WORK INSTRUCTION:
An exact copy of every record is needed, with the pictures left out.

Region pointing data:
┄┄┄┄┄┄
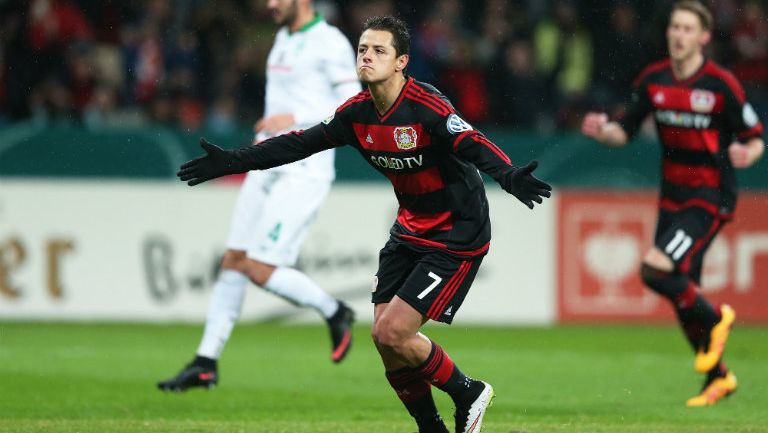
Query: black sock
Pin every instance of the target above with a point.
(204, 362)
(720, 370)
(440, 370)
(416, 395)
┄┄┄┄┄┄
WRITTEN SOLUTION:
Query: black sock
Pin every instance of the target above with a point.
(204, 362)
(720, 370)
(440, 370)
(416, 395)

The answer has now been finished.